Output the data below exactly.

** Opening EXERCISE MATERIAL block **

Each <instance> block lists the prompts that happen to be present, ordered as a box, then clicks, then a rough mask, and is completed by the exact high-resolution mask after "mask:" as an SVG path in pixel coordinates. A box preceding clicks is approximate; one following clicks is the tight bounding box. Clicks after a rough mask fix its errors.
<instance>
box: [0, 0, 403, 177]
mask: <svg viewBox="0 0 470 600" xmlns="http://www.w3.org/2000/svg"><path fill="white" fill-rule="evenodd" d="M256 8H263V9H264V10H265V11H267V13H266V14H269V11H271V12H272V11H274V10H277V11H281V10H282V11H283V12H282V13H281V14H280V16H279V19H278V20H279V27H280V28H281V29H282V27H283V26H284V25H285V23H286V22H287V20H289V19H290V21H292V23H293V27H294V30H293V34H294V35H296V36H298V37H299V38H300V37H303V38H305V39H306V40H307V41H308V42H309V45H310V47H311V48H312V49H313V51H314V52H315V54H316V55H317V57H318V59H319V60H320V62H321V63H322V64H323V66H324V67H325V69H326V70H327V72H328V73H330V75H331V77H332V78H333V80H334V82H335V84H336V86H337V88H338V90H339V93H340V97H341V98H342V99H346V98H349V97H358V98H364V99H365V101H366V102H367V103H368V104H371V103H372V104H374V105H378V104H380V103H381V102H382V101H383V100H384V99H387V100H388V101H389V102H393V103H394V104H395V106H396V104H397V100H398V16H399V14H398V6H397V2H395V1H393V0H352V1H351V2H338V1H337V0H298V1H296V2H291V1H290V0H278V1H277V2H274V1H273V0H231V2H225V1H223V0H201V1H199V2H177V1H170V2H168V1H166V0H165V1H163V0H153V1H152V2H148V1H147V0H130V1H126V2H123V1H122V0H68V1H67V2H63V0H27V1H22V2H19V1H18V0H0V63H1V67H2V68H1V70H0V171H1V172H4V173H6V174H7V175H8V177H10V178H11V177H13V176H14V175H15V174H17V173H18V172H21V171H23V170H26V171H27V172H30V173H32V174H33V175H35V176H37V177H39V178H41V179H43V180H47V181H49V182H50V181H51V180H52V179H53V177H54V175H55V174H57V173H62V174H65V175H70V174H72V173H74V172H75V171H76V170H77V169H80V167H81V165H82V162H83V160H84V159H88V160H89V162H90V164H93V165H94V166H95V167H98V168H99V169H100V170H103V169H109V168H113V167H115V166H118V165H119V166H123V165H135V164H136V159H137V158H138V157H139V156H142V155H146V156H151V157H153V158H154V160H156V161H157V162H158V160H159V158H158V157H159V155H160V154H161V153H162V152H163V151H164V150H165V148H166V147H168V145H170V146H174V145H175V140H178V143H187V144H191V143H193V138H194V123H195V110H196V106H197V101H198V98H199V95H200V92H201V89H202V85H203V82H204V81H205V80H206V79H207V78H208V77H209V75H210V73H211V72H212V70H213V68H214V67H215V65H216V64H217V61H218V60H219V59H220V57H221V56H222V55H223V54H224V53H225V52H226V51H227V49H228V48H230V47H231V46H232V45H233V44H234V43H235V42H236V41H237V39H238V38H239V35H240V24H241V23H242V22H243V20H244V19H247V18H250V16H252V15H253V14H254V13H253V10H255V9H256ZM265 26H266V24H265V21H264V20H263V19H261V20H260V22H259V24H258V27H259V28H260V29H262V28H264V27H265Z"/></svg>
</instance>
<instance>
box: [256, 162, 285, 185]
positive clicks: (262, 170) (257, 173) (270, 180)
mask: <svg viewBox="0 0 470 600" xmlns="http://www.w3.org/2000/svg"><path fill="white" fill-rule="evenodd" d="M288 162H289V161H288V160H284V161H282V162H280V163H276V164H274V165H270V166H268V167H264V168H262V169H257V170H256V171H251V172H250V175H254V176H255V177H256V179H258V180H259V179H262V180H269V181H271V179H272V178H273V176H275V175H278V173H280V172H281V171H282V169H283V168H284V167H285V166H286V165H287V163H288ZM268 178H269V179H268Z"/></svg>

** Closing EXERCISE MATERIAL block **

TASK RESULT =>
Each <instance> block lists the prompts that happen to be present, ordered as a box, then clicks, then a rough mask, and is completed by the exact high-resolution mask after "mask:" as an SVG path in pixel coordinates. A box preceding clicks is approximate; one following clicks is the tight bounding box. Clicks after a rough mask fix its errors.
<instance>
box: [0, 0, 403, 177]
mask: <svg viewBox="0 0 470 600" xmlns="http://www.w3.org/2000/svg"><path fill="white" fill-rule="evenodd" d="M256 8H263V9H264V10H265V11H267V13H266V14H269V11H271V12H272V11H274V10H277V11H281V10H282V11H283V12H282V13H281V14H280V16H279V19H278V20H279V27H280V28H281V29H282V27H283V26H284V25H285V23H286V22H287V20H289V19H290V21H292V23H293V27H294V30H293V34H294V35H296V36H298V37H299V38H300V37H303V38H305V39H306V40H307V41H308V42H309V45H310V47H311V48H312V49H313V51H314V52H315V54H316V55H317V57H318V59H319V60H320V62H321V63H322V64H323V66H324V67H325V69H326V70H327V72H328V73H330V75H331V77H332V78H333V80H334V82H335V84H336V86H337V88H338V90H339V93H340V97H341V98H342V99H346V98H349V97H358V98H364V99H365V101H366V102H367V103H368V104H371V103H372V104H374V105H378V104H380V103H381V102H382V101H383V100H384V99H387V100H388V101H389V102H393V103H394V104H395V106H396V104H397V100H398V16H399V14H398V6H397V2H395V1H393V0H352V1H351V2H338V1H337V0H298V1H296V2H291V1H290V0H278V1H277V2H274V1H273V0H231V2H225V1H223V0H201V1H199V2H177V1H170V2H168V1H166V0H165V1H163V0H153V1H152V2H148V1H147V0H130V1H126V2H123V1H122V0H68V1H67V2H63V0H27V1H22V2H19V1H18V0H0V63H1V67H2V68H1V70H0V171H1V172H4V173H6V174H7V175H8V177H10V178H11V177H13V176H14V175H15V174H17V173H18V172H21V171H23V170H26V171H27V172H30V173H32V174H33V175H35V176H37V177H39V178H41V179H43V180H47V181H49V182H50V181H51V180H52V179H53V177H54V175H55V174H57V173H62V174H65V175H70V174H72V173H74V172H75V171H76V170H77V169H80V167H81V165H82V162H83V160H84V159H88V160H89V162H90V164H93V165H94V166H95V167H98V168H99V169H100V170H103V169H109V168H113V167H115V166H118V165H119V166H123V165H135V164H136V159H137V158H138V157H139V156H142V155H146V156H151V157H153V158H154V160H156V161H157V162H158V160H159V158H158V157H159V155H160V154H161V153H162V152H163V151H164V150H165V148H166V147H168V145H170V146H174V145H175V140H178V143H187V144H191V143H193V138H194V123H195V110H196V106H197V101H198V98H199V95H200V92H201V89H202V85H203V82H204V81H205V80H206V79H207V78H208V77H209V75H210V73H211V72H212V70H213V68H214V67H215V65H216V64H217V61H218V60H219V59H220V57H221V56H222V55H223V54H224V53H225V52H226V51H227V49H228V48H230V47H231V46H232V45H233V44H234V43H235V42H236V41H237V39H238V38H239V35H240V24H241V23H242V22H243V20H244V19H247V18H250V16H252V15H253V14H254V13H253V10H255V9H256ZM265 26H266V24H265V21H264V20H263V19H261V20H260V22H259V24H258V27H259V28H260V29H262V28H264V27H265Z"/></svg>
</instance>
<instance>
box: [256, 162, 285, 185]
positive clicks: (262, 170) (257, 173) (270, 180)
mask: <svg viewBox="0 0 470 600" xmlns="http://www.w3.org/2000/svg"><path fill="white" fill-rule="evenodd" d="M288 162H289V161H288V160H284V161H282V162H280V163H276V164H274V165H270V166H268V167H264V168H262V169H257V170H256V171H251V172H250V175H254V176H255V177H256V179H258V180H259V179H262V180H269V181H271V179H272V178H273V176H275V175H278V173H280V172H281V171H282V169H283V168H284V167H285V166H286V165H287V163H288ZM268 178H269V179H268Z"/></svg>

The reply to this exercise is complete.